Work to complete:
Set down each record below precisely, skipping the pictures.

(Extracted data entries)
= Beginning of Section =
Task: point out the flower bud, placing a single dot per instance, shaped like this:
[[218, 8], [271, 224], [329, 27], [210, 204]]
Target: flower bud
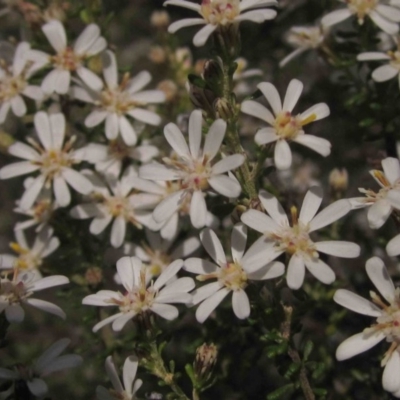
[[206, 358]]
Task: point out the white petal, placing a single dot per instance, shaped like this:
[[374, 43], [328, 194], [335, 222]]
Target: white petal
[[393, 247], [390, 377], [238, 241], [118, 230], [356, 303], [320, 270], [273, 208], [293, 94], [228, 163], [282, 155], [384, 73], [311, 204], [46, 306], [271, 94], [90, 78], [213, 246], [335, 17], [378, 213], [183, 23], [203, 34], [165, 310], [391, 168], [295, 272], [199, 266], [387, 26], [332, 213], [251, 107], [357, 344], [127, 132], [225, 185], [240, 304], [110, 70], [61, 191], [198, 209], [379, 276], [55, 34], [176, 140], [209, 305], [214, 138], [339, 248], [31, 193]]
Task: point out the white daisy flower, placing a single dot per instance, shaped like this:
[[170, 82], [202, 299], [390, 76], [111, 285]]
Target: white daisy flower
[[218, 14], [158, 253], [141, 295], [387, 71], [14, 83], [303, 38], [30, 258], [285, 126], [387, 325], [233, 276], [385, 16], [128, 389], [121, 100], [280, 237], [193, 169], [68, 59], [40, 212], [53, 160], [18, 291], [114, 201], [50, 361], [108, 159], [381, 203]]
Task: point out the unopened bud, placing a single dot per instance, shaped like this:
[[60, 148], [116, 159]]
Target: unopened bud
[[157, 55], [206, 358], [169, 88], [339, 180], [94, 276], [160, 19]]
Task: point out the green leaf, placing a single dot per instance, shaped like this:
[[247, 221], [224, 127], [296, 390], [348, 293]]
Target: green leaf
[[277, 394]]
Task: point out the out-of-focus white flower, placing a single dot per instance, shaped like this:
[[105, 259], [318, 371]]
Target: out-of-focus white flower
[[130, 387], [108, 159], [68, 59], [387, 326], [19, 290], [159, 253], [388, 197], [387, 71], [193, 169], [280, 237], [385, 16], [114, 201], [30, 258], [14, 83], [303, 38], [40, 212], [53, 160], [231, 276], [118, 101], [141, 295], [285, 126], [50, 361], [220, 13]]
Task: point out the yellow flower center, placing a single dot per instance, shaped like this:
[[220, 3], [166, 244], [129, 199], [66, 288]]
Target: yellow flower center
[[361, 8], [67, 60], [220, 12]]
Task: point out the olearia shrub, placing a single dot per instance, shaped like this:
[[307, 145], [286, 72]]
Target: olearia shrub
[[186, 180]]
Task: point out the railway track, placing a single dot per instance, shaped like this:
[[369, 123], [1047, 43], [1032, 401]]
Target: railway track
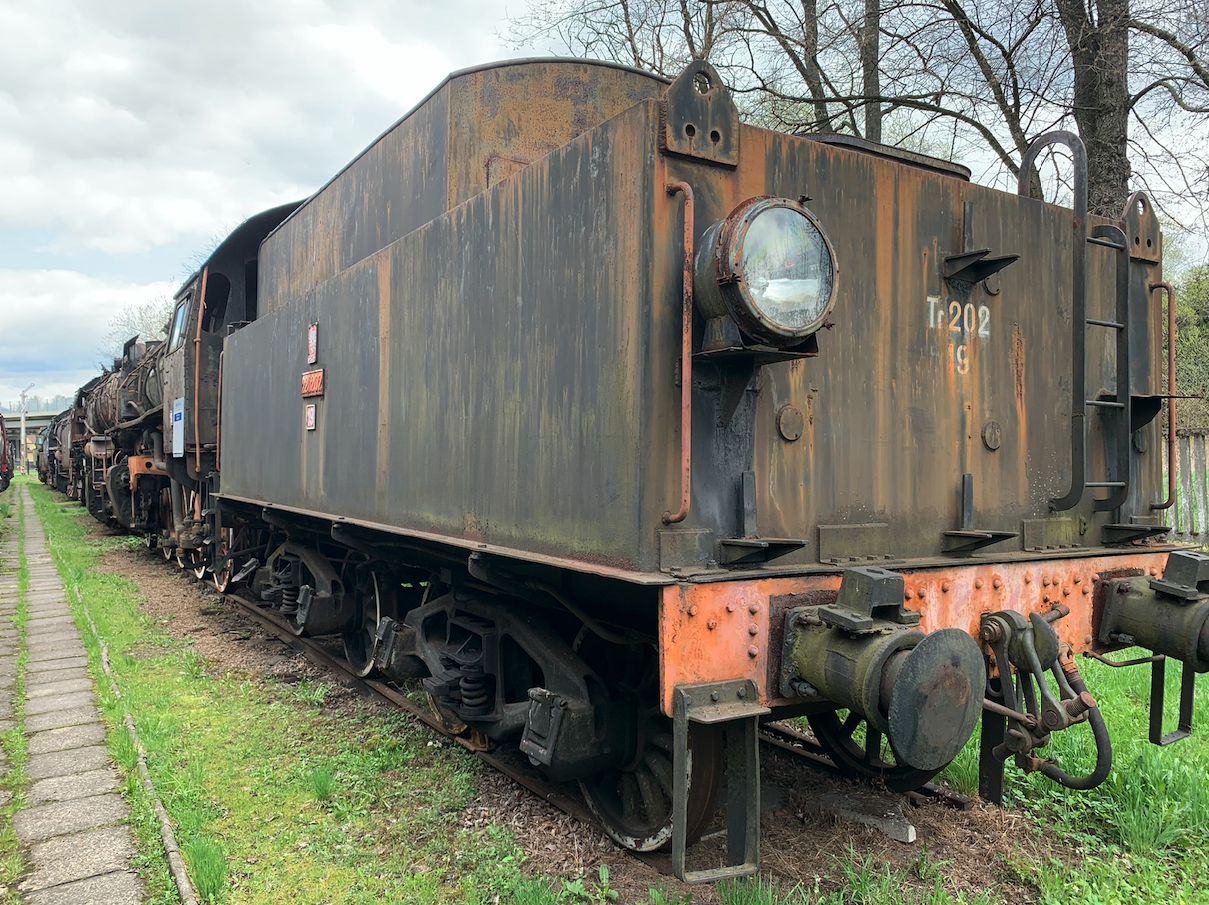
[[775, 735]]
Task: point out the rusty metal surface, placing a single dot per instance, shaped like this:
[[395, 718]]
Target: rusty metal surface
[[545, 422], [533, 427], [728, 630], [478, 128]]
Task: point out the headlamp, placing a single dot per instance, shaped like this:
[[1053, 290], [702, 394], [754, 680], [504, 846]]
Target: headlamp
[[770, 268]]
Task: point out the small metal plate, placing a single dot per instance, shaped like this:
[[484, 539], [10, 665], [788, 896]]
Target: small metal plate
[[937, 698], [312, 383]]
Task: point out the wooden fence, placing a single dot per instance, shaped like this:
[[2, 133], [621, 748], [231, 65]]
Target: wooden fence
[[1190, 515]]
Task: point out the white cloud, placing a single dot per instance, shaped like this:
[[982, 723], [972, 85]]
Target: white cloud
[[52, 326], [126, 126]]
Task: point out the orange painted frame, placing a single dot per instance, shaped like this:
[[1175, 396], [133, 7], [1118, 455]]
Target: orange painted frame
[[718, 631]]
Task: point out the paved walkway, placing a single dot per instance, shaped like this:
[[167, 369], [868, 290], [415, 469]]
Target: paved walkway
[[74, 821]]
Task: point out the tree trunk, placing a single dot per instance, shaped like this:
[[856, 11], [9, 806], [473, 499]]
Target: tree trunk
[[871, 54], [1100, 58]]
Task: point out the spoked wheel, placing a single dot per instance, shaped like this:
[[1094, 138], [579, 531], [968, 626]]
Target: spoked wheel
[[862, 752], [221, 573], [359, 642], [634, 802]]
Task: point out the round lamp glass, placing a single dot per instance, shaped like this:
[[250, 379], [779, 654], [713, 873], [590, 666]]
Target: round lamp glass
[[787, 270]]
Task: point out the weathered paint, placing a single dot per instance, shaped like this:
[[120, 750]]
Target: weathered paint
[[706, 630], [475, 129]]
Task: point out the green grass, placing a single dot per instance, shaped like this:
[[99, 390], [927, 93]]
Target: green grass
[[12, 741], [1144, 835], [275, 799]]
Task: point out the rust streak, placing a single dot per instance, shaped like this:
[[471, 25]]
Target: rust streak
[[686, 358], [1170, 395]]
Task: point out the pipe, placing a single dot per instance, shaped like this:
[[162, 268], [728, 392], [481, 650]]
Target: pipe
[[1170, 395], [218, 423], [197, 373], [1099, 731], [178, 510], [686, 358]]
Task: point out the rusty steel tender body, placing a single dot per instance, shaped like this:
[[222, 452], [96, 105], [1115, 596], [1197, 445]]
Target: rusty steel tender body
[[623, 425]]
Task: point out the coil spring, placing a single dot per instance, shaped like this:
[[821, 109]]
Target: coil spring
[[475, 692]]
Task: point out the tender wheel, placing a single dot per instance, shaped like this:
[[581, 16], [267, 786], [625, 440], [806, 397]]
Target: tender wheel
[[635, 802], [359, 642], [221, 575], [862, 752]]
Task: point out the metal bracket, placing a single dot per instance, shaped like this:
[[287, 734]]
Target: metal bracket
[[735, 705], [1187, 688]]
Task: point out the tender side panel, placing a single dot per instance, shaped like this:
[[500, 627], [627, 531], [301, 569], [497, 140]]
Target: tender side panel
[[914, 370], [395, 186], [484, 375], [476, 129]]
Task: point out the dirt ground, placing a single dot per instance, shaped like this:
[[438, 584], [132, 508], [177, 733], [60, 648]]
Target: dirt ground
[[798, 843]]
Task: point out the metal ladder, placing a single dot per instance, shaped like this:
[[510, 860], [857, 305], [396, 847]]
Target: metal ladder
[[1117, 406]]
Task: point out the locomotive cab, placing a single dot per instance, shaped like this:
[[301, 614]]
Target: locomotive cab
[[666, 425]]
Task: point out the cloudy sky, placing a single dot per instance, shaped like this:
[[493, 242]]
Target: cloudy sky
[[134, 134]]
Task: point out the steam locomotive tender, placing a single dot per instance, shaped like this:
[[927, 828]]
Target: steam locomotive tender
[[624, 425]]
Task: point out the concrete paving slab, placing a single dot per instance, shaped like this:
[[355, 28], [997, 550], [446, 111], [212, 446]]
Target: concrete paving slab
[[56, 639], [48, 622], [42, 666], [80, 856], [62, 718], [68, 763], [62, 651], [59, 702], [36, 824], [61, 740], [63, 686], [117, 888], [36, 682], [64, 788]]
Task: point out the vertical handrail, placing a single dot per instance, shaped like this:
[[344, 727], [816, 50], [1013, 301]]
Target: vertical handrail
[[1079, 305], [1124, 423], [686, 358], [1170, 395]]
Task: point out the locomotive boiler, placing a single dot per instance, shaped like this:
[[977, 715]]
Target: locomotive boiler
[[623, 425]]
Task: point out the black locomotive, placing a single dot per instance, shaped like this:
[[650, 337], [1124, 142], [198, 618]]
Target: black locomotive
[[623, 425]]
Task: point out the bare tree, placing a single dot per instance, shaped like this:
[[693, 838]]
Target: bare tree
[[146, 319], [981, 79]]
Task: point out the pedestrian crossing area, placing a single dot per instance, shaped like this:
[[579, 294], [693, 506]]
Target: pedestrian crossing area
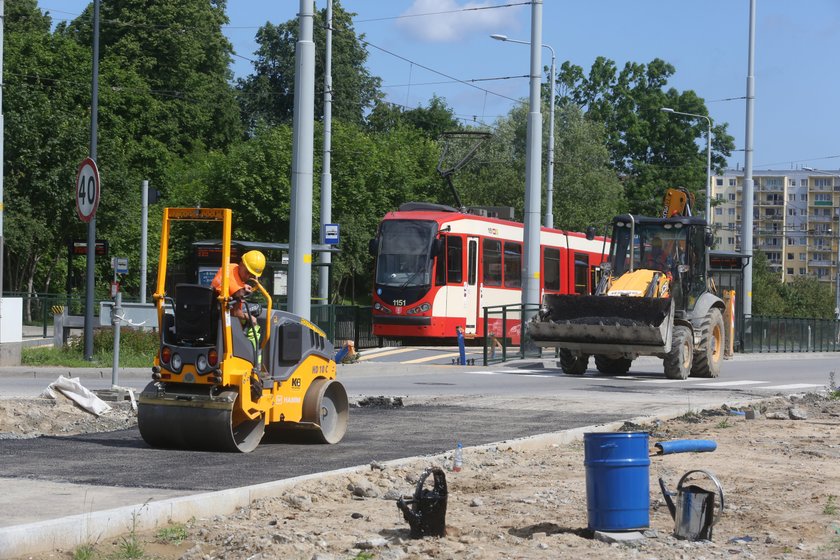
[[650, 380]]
= End of Section =
Output for this task:
Task: point out the flower bud, placing a single dot per instance, shaped like this:
[[218, 8], [271, 224], [329, 27], [210, 204]]
Target: flower bud
[[206, 358]]
Task: point out the white petal, placing a single dot per instance, shaped like this:
[[374, 43], [328, 194], [335, 222]]
Target: white petal
[[393, 247], [390, 377], [238, 241], [118, 230], [356, 303], [320, 270], [273, 208], [293, 94], [228, 163], [282, 155], [384, 73], [311, 204], [46, 306], [271, 94], [90, 78], [213, 246], [335, 17], [378, 213], [183, 23], [203, 34], [165, 310], [391, 168], [295, 272], [199, 266], [387, 26], [332, 213], [251, 107], [357, 344], [127, 132], [225, 185], [240, 304], [110, 70], [61, 191], [198, 209], [379, 276], [55, 34], [176, 140], [209, 305], [214, 138], [339, 248], [31, 193]]
Task: point out the white daisy flower, placing a single dot per instance, shaped like this:
[[170, 82], [202, 299], [390, 76], [111, 285]]
Target: white daisy flower
[[218, 14], [158, 253], [141, 295], [387, 71], [14, 83], [303, 38], [30, 258], [285, 126], [387, 325], [233, 276], [385, 16], [128, 389], [121, 100], [280, 237], [193, 169], [68, 59], [40, 212], [53, 160], [18, 291], [114, 201], [50, 361], [108, 159], [381, 203]]
Task: point out the unopened bud, placing a single dot per instance, shaped like this:
[[60, 148], [116, 159]]
Target: unopened bud
[[157, 55], [206, 358], [169, 88], [339, 180], [94, 276], [160, 19]]
Task: point out the green leaf, placing a single dot per instance, shaped like this:
[[247, 221], [224, 127], [296, 390], [348, 293]]
Target: green leaf
[[277, 394]]
Task: point out the out-of-focus white flower, placing a single dot per instance, shaped like this:
[[105, 259], [318, 371]]
Target: out-of-focus white flower
[[130, 387], [108, 159], [68, 59], [387, 326], [19, 290], [159, 253], [388, 197], [387, 71], [193, 169], [280, 237], [385, 16], [114, 201], [30, 258], [14, 83], [303, 38], [40, 212], [53, 160], [231, 276], [118, 101], [141, 295], [285, 126], [50, 361], [220, 13]]
Task: point out the yellow flower center, placing a single dot per instance, shaped like this:
[[220, 3], [166, 244], [129, 199], [66, 288]]
Target: yellow flower center
[[361, 8], [67, 60], [220, 12]]
Task: point out the olearia shrub, placing a single dot per instance, shaped like this:
[[307, 145], [286, 72]]
Target: olearia shrub
[[186, 180]]
Task: point out the railway track, placing a single dot per instance, shaped like this:
[[369, 123], [1047, 43], [1032, 401]]
Target: railway track
[[775, 735]]
Task: point out the rusty metal surface, placing a single dot per instance, shaped like this:
[[395, 718]]
Target: rusty metal surface
[[545, 422], [533, 427], [728, 630], [478, 128]]
Task: point out the headlamp, placing a single dot per instance, shaped like this:
[[1053, 290], [702, 394], [754, 680], [504, 846]]
Target: headlamp
[[770, 268]]
Task: point out the small metal plate, placing a single dot per instance, shaped like this:
[[484, 539], [10, 665], [788, 896]]
Target: small metal plate
[[937, 698], [312, 383]]
Task: point out the wooden fence, placing a single dot per instance, shaped like this:
[[2, 133], [621, 748], [231, 65]]
Target: wooden fence
[[1190, 515]]
Task: point out the white cloud, placing a single dot per instance, shaped like this:
[[982, 723], [972, 85]]
Target: white cloud
[[52, 326], [126, 126]]
Task: point out the orange painted frame, placing a single dot per instance, shaped like this:
[[1175, 396], [133, 7], [1118, 455]]
Target: orange painted frame
[[718, 631]]
Task: point out the paved walkway, placing a single dot per instance, shaped like this:
[[167, 369], [868, 290], [415, 469]]
Target: paved walkway
[[74, 821]]
Task: point out the tree trunk, placing a single dot per instance, shaped like this:
[[856, 11], [9, 806], [473, 499]]
Target: tree trunk
[[871, 54], [1100, 58]]
Task: point out the spoked wheel, placing a single dot per instance, shaped like this:
[[1094, 138], [579, 531], [968, 626]]
Target: spoked wheel
[[862, 752], [221, 573], [359, 642], [634, 802]]
Task: point out the round lamp glass, placing a single dot per instance, shaped like this:
[[250, 379], [779, 654], [713, 873], [590, 666]]
Target: round lamp glass
[[787, 270]]
Task: point out the weathered paint, placing a single dot per instance, shaped like this:
[[120, 750]]
Target: weathered paint
[[706, 630], [475, 129]]
Task: point out the green grass, placing a single dot per instance, shaped like this:
[[99, 390], [927, 93]]
Target: green grass
[[12, 741], [1144, 835], [275, 799]]
Task: point out the rust streak, placing a single dot per instance, shaped like this:
[[471, 25]]
Target: rust streak
[[686, 358], [1170, 395]]
Task: point out the pipe, placing a single dot per instance, shaped like this:
[[162, 268], [728, 392], [481, 650]]
Target: pipe
[[1170, 395], [218, 423], [197, 373], [1099, 731], [178, 510], [686, 358]]
Task: point out the rusty steel tender body, placing a single dot per instance, shaped like this:
[[222, 452], [96, 105], [1115, 596], [1197, 445]]
Target: rusty steel tender body
[[623, 425]]
Task: point out the coil spring, placing a single dot per instance, shaped like this:
[[821, 109]]
Target: coil spring
[[475, 692]]
Task: point out the tender wheel, placing a single dot per instance, shaped like this:
[[581, 16], [267, 786], [625, 440], [806, 397]]
Target: tender wheel
[[635, 802], [359, 642], [221, 575], [862, 752]]
Task: point out the metal bracket, placing a single dot per instance, shaped like this:
[[287, 734]]
Target: metal bracket
[[735, 705], [1187, 688]]
Task: point out the tender side panel, placing a single dot per instance, shaped like this:
[[500, 627], [627, 531], [301, 569], [497, 140]]
Target: tender side panel
[[914, 370], [395, 186], [484, 375], [476, 129]]
Task: point out the dirt ground, placing a single dot per instance, shaped like this:
[[438, 584], [132, 508], [177, 733], [60, 648]]
Target: dirt ground
[[798, 843]]
Task: point out the metal ladder, placing a single dot per instance, shaped like this:
[[510, 860], [857, 305], [396, 847]]
Target: metal ladder
[[1117, 406]]
Task: point out the locomotive cab, placing a single dot per instance, shaped like this:
[[301, 614]]
Target: locomotive cab
[[666, 425]]
Task: point out the cloudy sky, placing a single dot per instance, shaped like this:
[[493, 242]]
Target: cloudy sky
[[134, 134]]
Task: point out the steam locomotive tender, placing a single dot per instance, shaped like this:
[[927, 828]]
Target: steam locomotive tender
[[624, 425]]
Task: point out the concrete paving slab, placing a single dot per instance, shaped like this:
[[355, 28], [997, 550], [446, 111], [212, 446]]
Target: concrete paving slab
[[56, 639], [48, 622], [42, 666], [80, 856], [62, 718], [68, 763], [62, 651], [59, 702], [36, 824], [61, 740], [63, 686], [117, 888], [36, 682], [64, 788]]
Task: point out the vertical handrail, placing a single dot per instance, shaped like this:
[[344, 727], [816, 50], [1013, 301]]
Target: vertical handrail
[[1079, 305], [1124, 423], [686, 358], [1170, 395]]
Task: point out the locomotive boiler, placing a single dot per instance, shaped like this:
[[977, 715]]
Target: locomotive boiler
[[623, 425]]
Task: point out the black locomotive, placing a single dot per instance, shaped like this:
[[650, 337], [1124, 142], [198, 618]]
Target: black locomotive
[[623, 425]]
Task: point out the bare tree, placing a single dot per instance, shaped like this:
[[693, 838]]
Target: bare tree
[[146, 319], [981, 79]]
Task: point out the pedestrian crossing area, placing a single dot per instance, shaped like this:
[[579, 294], [693, 506]]
Target: pedestrian crossing area
[[650, 380]]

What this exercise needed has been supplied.